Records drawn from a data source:
* start *
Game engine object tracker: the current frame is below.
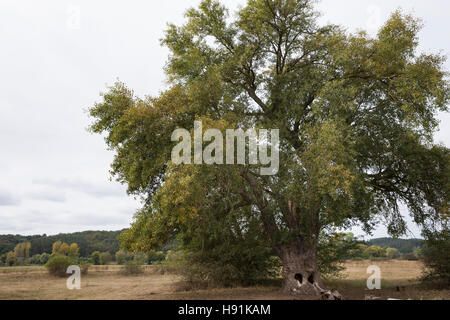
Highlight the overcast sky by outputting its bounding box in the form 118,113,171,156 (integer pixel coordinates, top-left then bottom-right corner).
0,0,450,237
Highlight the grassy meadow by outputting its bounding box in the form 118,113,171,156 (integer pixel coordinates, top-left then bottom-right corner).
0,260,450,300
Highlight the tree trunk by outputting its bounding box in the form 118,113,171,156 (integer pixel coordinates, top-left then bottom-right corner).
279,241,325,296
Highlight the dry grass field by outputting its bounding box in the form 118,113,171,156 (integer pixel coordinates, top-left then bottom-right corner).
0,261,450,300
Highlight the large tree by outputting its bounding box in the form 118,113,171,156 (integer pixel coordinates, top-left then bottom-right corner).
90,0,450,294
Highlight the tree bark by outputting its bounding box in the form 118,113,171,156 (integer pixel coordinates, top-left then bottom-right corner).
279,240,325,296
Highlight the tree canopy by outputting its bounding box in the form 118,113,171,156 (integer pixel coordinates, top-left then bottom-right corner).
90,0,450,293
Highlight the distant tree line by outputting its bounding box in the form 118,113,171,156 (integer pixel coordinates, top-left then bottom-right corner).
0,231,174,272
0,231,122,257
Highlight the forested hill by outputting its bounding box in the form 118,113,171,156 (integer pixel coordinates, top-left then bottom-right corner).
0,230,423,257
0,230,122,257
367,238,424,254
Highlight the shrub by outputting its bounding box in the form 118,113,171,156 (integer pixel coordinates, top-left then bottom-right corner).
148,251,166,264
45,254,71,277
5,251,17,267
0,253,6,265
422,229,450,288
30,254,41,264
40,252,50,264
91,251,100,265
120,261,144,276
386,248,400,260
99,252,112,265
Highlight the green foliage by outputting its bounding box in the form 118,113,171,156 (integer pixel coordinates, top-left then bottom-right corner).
* end *
- _Goal_
Reproduce all of the records above precisely as they appear, line for line. Omit the pictures from your answer.

- _Solution below_
Game engine object tracker: the current frame is below.
Highlight the overcast sky by outputting its bounding box in the form 118,113,171,156 (integer pixel coordinates, top-left then bottom-right corner).
0,0,450,237
Highlight the grassy meadow by outputting its bounding box in the form 118,113,171,156 (integer pixel coordinates, top-left then bottom-right corner).
0,260,450,300
Highlight the tree trunk by outputting its bounding box in the form 118,113,171,156 (integer pixel coordinates, top-left then bottom-right corner).
279,241,325,296
Highlight the dry grass field by outputting its bounding box in the form 118,113,171,156 (integer pixel coordinates, top-left then bottom-right corner).
0,261,450,300
Highlight the large tree by outputting its bounding box in the form 118,113,171,156 (integer pixel coordinates, top-left then bottom-right corner).
90,0,450,294
Highlight the tree bark by outputting its bounding box in the form 118,113,171,156 (integer pixel coordinates, top-left then bottom-right corner).
279,240,325,296
Highlight the tree canopy by outputting its bounding box in the form 118,113,171,156 (integer pixel coordinates, top-left then bottom-right corner).
90,0,450,293
Highlight the distant tree line by outputting its bounding box in the form 118,113,171,156 (integer pixel coordinates, top-left then bottom-right corner).
0,231,174,272
0,231,122,257
Highlight the forested hill by outputting its bounding box in the form 118,113,171,156 (integer pixel coordinates, top-left then bottom-right corner).
0,230,423,257
0,230,122,257
367,238,424,254
Highlight the shrub by outputting its bounding box in the form 118,113,171,156 (integer pixel coordinates, top-left then bottom-right corner).
148,251,166,264
45,254,71,277
5,251,17,267
0,253,6,265
422,229,450,288
30,254,41,264
40,252,50,264
91,251,100,265
120,261,144,276
386,248,400,260
99,252,112,265
Highlight the green foliage by outputting its bounding box in the form 118,113,171,156 (integer pixel coordinates, top-left then bottom-right corner).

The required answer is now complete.